═════ MATERIAL TO PROCESS ═════

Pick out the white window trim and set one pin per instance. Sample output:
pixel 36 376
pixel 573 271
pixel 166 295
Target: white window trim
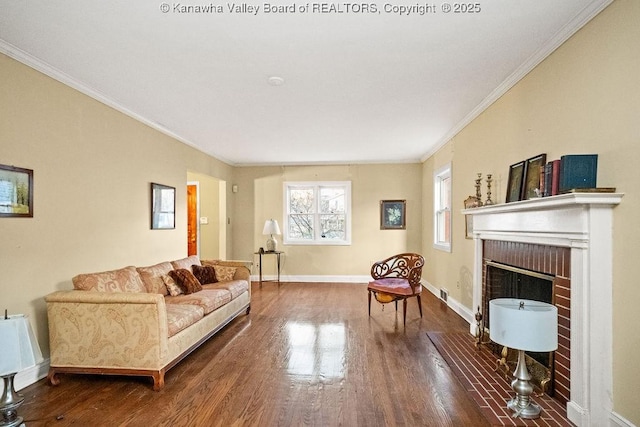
pixel 438 176
pixel 318 242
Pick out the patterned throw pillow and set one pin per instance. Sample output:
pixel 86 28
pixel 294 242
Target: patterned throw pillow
pixel 186 280
pixel 224 273
pixel 205 274
pixel 172 286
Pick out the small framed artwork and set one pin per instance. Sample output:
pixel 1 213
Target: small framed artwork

═════

Can you copy out every line of the records above word for word, omitting the pictures?

» CORRECT RESULT:
Pick out the white window trim and set one pin per instance. Sample output:
pixel 36 376
pixel 573 271
pixel 166 295
Target: white window trim
pixel 438 176
pixel 318 242
Pick out the patterned throw pillow and set one pin per instance. Sample output:
pixel 86 28
pixel 294 242
Target: patterned throw pillow
pixel 186 280
pixel 224 273
pixel 205 274
pixel 172 286
Pick out the small framed artwork and set one pin per instance. Sample output:
pixel 1 213
Target: small framed artwork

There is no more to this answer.